TEXT EXTRACT —
'''

Some of the members of the jury are grappling with the central issue of liability, did the plaintiff suffer an unfortunate accident through no fault of the defendant, or was there in fact a hole in the parking lot which should have been filled?
The police officer’s testimony suggests the absence of an incriminating hole, but rather it suggests it was a small, one-quarter-inch-deep depression behind the left rear tire of the plaintiff’s vehicle and her truck was parked nose to the curb.
We do not dispute the injury at all. The photographs of the hole appear to be a puddle, the depth of which we are unable to judge. Furthermore, the photos were taken eighteen months after the accident.
The question is, is there some definitive piece of evidence to prove the presence of the hole on the day of the accident?
The maintenance worker’s testimony was confusing and incoherent. Is there a maintenance-held log which we may see to indicate the absence or presence of a hole? Can you help us?

'''

WRITTEN REQUEST 1 — Please print the part of the parking lot passage starting at "The maintenance worker’s" and ending at "you help us?".
WRITTEN REQUEST 2 — Summarize the parking lot passage in two sentences.
WRITTEN REQUEST 3 —
Answer these questions from the parking lot passage:
(a) How deep was the depression described in the police officer's testimony?
(b) How long after the accident were the photographs taken?
(c) How is the maintenance worker's testimony described?
The lines after this are not needed for anything here.

[Dataset items]
'''

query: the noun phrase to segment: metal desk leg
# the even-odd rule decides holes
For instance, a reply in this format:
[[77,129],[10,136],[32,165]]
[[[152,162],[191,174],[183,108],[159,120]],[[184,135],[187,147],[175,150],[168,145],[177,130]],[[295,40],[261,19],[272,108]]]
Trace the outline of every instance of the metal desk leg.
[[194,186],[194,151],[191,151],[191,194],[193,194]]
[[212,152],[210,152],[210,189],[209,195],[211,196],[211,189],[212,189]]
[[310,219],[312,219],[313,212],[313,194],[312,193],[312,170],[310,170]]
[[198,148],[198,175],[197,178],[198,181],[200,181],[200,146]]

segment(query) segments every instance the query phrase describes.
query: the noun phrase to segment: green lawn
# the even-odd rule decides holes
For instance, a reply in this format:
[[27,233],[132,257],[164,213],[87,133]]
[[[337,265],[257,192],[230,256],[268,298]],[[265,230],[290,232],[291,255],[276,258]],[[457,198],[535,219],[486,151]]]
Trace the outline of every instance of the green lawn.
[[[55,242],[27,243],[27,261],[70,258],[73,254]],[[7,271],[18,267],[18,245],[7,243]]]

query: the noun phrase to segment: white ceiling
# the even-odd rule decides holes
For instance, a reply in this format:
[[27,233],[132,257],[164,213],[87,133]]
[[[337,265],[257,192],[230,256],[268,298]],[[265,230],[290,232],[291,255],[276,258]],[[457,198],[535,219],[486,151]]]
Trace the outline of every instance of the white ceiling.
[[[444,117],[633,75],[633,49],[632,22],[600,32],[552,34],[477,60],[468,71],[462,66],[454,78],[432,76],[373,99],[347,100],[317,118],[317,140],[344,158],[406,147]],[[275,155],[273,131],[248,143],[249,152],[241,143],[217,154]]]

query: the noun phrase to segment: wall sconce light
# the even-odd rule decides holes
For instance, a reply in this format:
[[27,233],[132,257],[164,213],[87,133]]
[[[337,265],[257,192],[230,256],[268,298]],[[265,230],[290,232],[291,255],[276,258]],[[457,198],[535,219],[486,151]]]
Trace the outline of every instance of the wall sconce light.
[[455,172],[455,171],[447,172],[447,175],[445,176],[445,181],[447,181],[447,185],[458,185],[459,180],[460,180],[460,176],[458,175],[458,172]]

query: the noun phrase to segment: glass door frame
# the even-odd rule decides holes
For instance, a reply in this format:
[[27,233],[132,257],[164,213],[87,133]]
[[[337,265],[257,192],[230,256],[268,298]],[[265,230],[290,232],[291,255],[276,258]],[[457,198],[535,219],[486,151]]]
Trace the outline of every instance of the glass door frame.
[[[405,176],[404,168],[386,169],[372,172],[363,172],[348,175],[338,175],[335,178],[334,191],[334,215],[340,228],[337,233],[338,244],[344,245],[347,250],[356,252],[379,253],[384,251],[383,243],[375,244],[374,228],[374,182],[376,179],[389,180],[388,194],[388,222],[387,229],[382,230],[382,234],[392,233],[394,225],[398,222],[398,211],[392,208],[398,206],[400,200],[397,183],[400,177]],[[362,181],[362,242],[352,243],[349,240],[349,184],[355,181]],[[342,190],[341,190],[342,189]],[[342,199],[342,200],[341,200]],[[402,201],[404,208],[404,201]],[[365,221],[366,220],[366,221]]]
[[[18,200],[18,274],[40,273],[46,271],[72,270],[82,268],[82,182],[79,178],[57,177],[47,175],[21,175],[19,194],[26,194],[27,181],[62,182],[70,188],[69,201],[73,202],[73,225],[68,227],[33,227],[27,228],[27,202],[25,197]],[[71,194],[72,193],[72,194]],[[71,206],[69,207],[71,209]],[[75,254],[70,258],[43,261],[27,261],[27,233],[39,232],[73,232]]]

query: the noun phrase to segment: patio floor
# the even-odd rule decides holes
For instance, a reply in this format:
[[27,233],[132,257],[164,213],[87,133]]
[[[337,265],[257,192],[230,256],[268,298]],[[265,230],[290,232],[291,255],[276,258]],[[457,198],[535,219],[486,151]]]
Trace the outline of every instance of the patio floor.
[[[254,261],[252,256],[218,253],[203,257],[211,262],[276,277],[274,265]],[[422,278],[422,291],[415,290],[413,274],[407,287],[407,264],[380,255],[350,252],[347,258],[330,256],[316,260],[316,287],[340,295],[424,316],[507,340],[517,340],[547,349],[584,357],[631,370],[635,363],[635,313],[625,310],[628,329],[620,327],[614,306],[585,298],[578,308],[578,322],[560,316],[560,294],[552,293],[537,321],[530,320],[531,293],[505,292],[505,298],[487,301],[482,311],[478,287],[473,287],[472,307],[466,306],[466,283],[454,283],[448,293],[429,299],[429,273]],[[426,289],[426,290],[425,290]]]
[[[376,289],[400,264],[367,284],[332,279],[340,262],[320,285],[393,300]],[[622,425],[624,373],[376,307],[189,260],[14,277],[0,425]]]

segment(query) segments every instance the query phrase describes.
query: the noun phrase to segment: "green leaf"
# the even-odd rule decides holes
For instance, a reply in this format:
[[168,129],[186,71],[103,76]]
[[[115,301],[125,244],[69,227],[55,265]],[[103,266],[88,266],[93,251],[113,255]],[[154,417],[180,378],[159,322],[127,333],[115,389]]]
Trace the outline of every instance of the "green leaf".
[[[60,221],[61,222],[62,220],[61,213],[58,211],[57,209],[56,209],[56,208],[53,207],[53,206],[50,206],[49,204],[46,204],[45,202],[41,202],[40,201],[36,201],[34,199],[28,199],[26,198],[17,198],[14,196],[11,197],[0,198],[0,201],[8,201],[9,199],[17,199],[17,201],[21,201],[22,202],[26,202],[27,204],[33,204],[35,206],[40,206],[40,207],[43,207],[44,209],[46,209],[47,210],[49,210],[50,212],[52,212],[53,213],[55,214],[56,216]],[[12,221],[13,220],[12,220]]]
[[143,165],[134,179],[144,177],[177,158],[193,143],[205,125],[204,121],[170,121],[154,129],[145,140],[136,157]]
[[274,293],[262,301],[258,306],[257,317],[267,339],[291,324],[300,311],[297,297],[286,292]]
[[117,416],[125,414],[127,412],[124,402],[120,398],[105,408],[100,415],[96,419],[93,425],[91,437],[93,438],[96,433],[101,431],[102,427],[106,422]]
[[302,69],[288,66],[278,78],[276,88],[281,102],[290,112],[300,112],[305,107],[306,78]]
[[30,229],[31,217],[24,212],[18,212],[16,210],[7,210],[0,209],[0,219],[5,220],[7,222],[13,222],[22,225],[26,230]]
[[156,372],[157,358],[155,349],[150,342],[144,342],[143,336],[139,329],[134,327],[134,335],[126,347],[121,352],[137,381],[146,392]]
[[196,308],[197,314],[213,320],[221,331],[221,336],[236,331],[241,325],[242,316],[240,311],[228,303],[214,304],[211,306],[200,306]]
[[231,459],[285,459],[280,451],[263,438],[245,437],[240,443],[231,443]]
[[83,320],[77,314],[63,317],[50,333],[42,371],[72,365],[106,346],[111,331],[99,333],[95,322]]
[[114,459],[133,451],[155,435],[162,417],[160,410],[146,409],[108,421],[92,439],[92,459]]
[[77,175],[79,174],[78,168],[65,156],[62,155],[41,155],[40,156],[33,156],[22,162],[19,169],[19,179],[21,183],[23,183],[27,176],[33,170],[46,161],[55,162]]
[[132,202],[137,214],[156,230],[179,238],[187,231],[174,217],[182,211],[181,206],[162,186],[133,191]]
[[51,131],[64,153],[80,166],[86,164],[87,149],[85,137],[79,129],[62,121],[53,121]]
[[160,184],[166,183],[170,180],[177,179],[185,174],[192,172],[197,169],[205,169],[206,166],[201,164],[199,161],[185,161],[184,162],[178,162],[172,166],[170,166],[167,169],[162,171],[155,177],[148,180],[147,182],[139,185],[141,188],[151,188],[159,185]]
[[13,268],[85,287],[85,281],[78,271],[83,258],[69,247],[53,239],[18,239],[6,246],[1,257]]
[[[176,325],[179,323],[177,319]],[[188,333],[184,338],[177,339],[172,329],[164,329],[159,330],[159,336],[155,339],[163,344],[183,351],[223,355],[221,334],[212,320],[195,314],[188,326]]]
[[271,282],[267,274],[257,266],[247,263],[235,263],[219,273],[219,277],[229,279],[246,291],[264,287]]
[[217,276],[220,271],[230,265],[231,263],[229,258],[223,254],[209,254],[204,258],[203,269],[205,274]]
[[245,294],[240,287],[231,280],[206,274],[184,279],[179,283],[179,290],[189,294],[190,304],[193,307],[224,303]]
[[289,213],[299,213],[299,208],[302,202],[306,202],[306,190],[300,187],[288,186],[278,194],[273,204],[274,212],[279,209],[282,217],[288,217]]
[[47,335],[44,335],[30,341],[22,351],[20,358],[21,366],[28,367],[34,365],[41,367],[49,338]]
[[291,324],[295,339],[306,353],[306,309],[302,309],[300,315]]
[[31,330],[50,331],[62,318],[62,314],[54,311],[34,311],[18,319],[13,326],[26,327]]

'''

SOLUTION 1 —
The maintenance worker’s testimony was confusing and incoherent. Is there a maintenance-held log which we may see to indicate the absence or presence of a hole? Can you help us?

SOLUTION 2 — Some jury members are unsure whether the plaintiff's accident happened through no fault of the defendant or was caused by a hole in the parking lot that should have been filled. The police officer's testimony points only to a small, quarter-inch depression, and the photographs, taken eighteen months later, look like a puddle, so they ask whether definitive evidence such as a maintenance log shows whether the hole was there on the day of the accident.

SOLUTION 3 —
(a) One-quarter inch.
(b) Eighteen months.
(c) Confusing and incoherent.